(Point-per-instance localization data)
◆ ◆ ◆ ◆

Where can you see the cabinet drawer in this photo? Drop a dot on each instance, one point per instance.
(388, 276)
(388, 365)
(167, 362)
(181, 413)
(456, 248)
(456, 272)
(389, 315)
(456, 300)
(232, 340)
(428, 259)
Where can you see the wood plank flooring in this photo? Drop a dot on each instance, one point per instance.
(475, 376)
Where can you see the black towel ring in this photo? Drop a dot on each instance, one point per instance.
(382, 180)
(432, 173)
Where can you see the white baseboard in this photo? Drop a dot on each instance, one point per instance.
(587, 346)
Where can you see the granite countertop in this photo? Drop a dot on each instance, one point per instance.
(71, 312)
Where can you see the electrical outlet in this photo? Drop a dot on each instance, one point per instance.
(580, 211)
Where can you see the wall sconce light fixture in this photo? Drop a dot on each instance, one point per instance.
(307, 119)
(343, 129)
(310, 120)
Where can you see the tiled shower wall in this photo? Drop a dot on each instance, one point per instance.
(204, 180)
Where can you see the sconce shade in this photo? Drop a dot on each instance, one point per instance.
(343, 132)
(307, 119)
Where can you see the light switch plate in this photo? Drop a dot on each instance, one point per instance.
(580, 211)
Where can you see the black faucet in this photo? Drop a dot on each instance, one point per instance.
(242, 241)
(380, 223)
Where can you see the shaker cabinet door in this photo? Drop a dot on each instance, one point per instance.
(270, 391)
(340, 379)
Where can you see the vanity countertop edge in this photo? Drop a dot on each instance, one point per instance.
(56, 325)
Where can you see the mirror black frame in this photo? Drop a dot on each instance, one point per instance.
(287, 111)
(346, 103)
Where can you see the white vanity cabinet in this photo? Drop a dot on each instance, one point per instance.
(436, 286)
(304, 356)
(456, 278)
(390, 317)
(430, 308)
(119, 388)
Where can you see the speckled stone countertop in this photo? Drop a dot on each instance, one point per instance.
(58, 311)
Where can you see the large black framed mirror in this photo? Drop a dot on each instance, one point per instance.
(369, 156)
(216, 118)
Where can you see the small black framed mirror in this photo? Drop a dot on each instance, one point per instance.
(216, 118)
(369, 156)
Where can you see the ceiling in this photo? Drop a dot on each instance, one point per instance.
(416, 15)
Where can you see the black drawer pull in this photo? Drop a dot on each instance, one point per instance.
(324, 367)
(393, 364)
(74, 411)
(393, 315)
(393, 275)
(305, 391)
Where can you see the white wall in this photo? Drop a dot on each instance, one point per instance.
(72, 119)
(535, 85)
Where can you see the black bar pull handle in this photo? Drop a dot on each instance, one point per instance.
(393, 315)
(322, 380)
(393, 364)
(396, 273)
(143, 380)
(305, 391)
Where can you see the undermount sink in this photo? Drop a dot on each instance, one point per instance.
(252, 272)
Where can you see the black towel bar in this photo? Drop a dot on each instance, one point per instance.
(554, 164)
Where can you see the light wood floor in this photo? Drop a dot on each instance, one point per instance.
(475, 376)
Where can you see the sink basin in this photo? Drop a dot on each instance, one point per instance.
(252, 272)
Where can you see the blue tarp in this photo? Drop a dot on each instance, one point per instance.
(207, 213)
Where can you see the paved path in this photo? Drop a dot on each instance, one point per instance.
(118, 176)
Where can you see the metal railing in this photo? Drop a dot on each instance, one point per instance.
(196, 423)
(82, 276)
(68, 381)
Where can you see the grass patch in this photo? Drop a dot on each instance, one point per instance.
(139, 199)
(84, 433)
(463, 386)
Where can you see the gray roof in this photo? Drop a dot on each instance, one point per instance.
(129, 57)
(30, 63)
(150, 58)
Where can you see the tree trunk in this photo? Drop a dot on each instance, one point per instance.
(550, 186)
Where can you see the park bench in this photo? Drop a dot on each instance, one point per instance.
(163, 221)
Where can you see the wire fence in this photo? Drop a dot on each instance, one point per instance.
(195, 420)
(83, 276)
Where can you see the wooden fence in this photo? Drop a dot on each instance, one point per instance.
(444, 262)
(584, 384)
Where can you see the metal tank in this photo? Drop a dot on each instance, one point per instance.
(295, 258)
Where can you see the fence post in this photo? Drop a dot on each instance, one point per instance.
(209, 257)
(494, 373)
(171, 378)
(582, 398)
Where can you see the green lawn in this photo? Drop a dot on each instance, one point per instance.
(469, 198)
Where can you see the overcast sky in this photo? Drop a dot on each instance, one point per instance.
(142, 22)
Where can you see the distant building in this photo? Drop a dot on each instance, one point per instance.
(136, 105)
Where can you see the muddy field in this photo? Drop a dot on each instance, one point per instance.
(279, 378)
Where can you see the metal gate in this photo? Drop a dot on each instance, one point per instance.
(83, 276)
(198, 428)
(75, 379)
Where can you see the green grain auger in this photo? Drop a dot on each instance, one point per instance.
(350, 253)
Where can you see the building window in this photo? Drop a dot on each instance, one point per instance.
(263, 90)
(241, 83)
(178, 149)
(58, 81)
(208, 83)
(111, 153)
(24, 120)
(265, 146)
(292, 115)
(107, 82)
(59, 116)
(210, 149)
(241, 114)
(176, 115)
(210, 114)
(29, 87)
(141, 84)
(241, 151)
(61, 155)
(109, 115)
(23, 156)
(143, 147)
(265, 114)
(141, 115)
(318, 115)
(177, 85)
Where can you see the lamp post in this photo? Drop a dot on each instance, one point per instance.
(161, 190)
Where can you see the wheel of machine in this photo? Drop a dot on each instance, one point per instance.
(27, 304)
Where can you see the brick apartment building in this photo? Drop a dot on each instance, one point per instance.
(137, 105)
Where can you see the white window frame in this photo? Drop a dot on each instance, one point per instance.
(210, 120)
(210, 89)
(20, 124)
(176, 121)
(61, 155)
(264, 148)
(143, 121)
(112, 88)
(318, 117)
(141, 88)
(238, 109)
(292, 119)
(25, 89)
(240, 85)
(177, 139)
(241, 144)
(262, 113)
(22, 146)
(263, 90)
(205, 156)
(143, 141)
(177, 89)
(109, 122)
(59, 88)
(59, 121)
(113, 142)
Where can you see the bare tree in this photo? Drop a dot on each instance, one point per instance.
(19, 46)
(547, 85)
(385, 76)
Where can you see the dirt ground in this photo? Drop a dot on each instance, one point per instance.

◆ ◆ ◆ ◆

## Exercise prompt
An exact copy of all the records above is the required answer.

## Task response
Where can you see the cabinet drawer in this photo? Drop a dot on each instance, one point per instance.
(388, 276)
(388, 365)
(167, 362)
(181, 413)
(456, 248)
(456, 272)
(389, 315)
(456, 300)
(232, 340)
(428, 259)
Where can you see the wood plank flooring in this photo? Drop a dot on each instance, one point per instance.
(475, 376)
Where can you see the black towel ring in this photo? Drop a dot on each instance, one point per instance.
(382, 180)
(432, 173)
Where can you see the white baseboard in this photo? Drop a dot on each instance, one point per instance.
(587, 346)
Where can you see the granite countertop in this photo? Drop a dot on each instance, one point per instance.
(71, 312)
Where can you see the electrical outlet in this photo? Drop a dot on each instance, one point per instance.
(580, 211)
Where can you see the wall sconce light fixture in this photo? Drop a dot on each instance, one point per instance.
(307, 119)
(343, 129)
(310, 120)
Where can you see the tiled shower wall in this photo? Drop a dot on each instance, one point per instance.
(204, 180)
Where can you see the sconce shade in this photo? Drop a dot on each instance, one point per instance.
(343, 132)
(307, 119)
Where can you see the light switch plate in this photo? Drop a dot on each instance, one point per instance.
(580, 211)
Where can you see the black faucet in this photo? Drop a dot on each instance, one point per instance.
(242, 241)
(380, 223)
Where can you see the shaker cabinet door in this photo? Drop a dot on each instance, one point per instance.
(270, 391)
(340, 379)
Where can you see the vanity countertop edge in this photo? Drop a dot on each instance, one point per instance.
(56, 325)
Where can you see the mirror black frame in this photo? Drop a dot on each instance, one point per instance.
(287, 111)
(346, 103)
Where can you see the white vanity cabinet in this photo? Drop a dot on each instance, one point per instance.
(436, 286)
(304, 356)
(456, 278)
(390, 317)
(430, 308)
(119, 388)
Where can you see the speckled stone countertop in this photo? Drop a dot on each instance, one point per instance.
(58, 311)
Where can you see the large black framed mirror in this photo? Drop a dot on each instance, one point per instance.
(369, 156)
(216, 118)
Where can you see the small black framed mirror in this photo? Drop a dot on each instance, one point per instance.
(216, 118)
(369, 156)
Where can you see the ceiling in this photo? Drop a dot on each instance, one point per instance.
(416, 15)
Where can you see the black drawer pull in this photo? Drop a dot on each instance, one point per instance.
(324, 367)
(393, 364)
(74, 411)
(393, 315)
(393, 275)
(305, 391)
Where can you see the white wall in this photo? Drop a dot on each instance, one point per instance.
(72, 119)
(535, 85)
Where can you see the black bar pull handle in this photo? Drop a dot on each instance, one point per instance.
(393, 315)
(322, 380)
(393, 364)
(396, 273)
(143, 380)
(305, 391)
Where can you see the undermount sink in this photo? Drop a dot on each instance, one point per instance.
(252, 272)
Where can you see the black towel bar in this photo? Drop a dot on each instance, one point per instance.
(554, 164)
Where can you see the light wood floor in this photo? Drop a dot on each instance, one point per instance.
(475, 376)
Where can you see the sink basin in this photo? Drop a dot on each instance, one point per instance.
(252, 272)
Where can you see the blue tarp in this photo? Drop a dot on each instance, one point per instance.
(207, 213)
Where can you see the paved path in this photo? Drop a dot on each instance, one point per instance.
(118, 176)
Where can you see the metal railing in this photo? Drop a dot on each instance, one point per instance.
(196, 423)
(82, 276)
(68, 381)
Where can you see the grass patch in this photo? Drop a dot on each instance, one point per instance.
(139, 199)
(84, 433)
(463, 386)
Where can you see the gray roof in this photo? Drop a dot on each instance, one point per instance.
(129, 57)
(30, 63)
(150, 58)
Where can you see the tree trunk in this photo? Drop a dot on each instance, one point per instance.
(550, 186)
Where can you see the park bench in this photo? Drop a dot on each instance, one point per instance.
(163, 221)
Where can you see the wire fence in this photo? Drop a dot on each instance, one point per instance.
(195, 420)
(83, 276)
Where can you see the wooden fence in this photo? Drop a dot on each instance, one point per instance.
(444, 262)
(584, 384)
Where can you see the metal tank in this photo? Drop a dot on each instance, one point per instance.
(295, 258)
Where can you see the fence post in this photo? Drop a dot on each instance, one point per instance.
(209, 257)
(494, 373)
(171, 378)
(582, 398)
Where can you see the green lawn in this photo? Drop a dot on each instance, one point per instance.
(469, 198)
Where can you see the overcast sky in this photo? Drop a dot on each instance, one point per instance.
(142, 22)
Where can you see the distant building in this photo? Drop a dot on each instance, one point per instance.
(136, 105)
Where can you see the muddy field in this photo? Drop a dot on each instance, one point per instance.
(279, 378)
Where can you see the metal gate in this photo? Drop a dot on each instance, one point per instance.
(83, 276)
(198, 428)
(75, 379)
Where can you see the green grain auger in this photo? Drop a dot on each instance, one point per instance.
(350, 253)
Where can you see the building window in this photo? Drop a dot on each instance, one point per instance.
(263, 90)
(241, 83)
(178, 149)
(58, 81)
(208, 83)
(111, 153)
(24, 120)
(265, 146)
(292, 115)
(107, 82)
(59, 116)
(210, 149)
(241, 114)
(176, 115)
(210, 114)
(29, 87)
(141, 84)
(241, 151)
(61, 155)
(109, 115)
(23, 156)
(143, 147)
(265, 114)
(141, 115)
(318, 115)
(177, 85)
Where can you see the lamp post in this photo? Drop a dot on each instance, one point per instance.
(161, 190)
Where can you see the wheel of machine in this photo? Drop a dot on each instance, one point per instance.
(27, 304)
Where can you see the brick apartment building in this photo? Drop a dot on each instance, one point per instance.
(137, 105)
Where can you see the white window frame in this photo? Drop a dot on each instance, one point per instance.
(210, 120)
(210, 89)
(20, 124)
(176, 121)
(61, 155)
(264, 148)
(143, 121)
(112, 88)
(318, 117)
(141, 88)
(238, 109)
(292, 119)
(25, 89)
(240, 85)
(177, 139)
(241, 144)
(262, 113)
(22, 146)
(263, 90)
(205, 156)
(143, 141)
(177, 89)
(109, 122)
(59, 88)
(59, 121)
(113, 142)
Where can you see the bare tree in this photo? Drop a dot on each instance, one point per instance.
(19, 46)
(547, 85)
(385, 76)
Where can you see the dirt ground in this photo? Drop a dot on each instance, one point per instance.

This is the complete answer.